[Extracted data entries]

--*--

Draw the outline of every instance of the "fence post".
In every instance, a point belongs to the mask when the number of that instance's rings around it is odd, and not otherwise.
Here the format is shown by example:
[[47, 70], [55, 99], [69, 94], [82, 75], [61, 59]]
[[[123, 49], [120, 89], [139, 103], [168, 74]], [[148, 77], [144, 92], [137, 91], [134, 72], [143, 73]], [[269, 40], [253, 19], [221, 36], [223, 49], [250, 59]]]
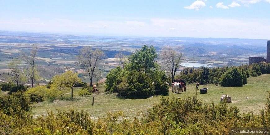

--*--

• _The request_
Rewrite the lines of all the records above with "outline" swapped for "contour" and nothing else changed. Leave out the pictures.

• _Task response_
Draw the contour of every instance of the "fence post".
In every instance, a point belongs to the mask when the number of that instance's rings around it is odd, and not otherwise.
Here the format is shown by example:
[[47, 70], [55, 99], [69, 94], [82, 75], [61, 59]]
[[[123, 49], [120, 89], [139, 103], [168, 74]], [[148, 77], [144, 92], [137, 91], [134, 72], [143, 73]], [[269, 40], [253, 19], [221, 36], [223, 49], [250, 59]]]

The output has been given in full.